* _TASK GOAL_:
Every entry must be set down exactly in the answer; no pictures should appear.

* _SOURCE DATA_:
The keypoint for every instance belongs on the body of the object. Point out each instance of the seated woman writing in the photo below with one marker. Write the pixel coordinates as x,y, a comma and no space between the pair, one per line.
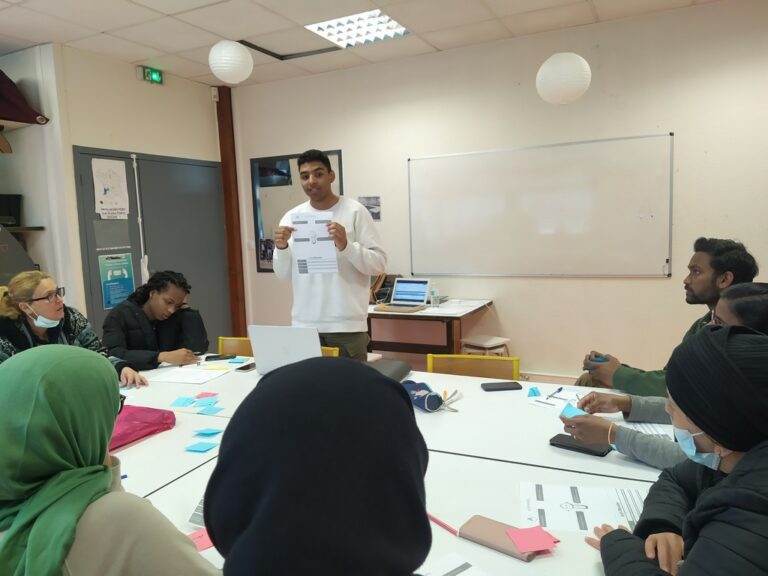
709,514
155,324
32,313
62,508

* _SOLUTION TO THIS EXERCISE_:
The keypoint for every instance belongs on the body of the object. Point out each instance of the seated woman writing in the photo below with one marker. Write the pixel coordinates as x,y, a comma and no space between the pair, one per line.
709,514
155,324
32,313
62,508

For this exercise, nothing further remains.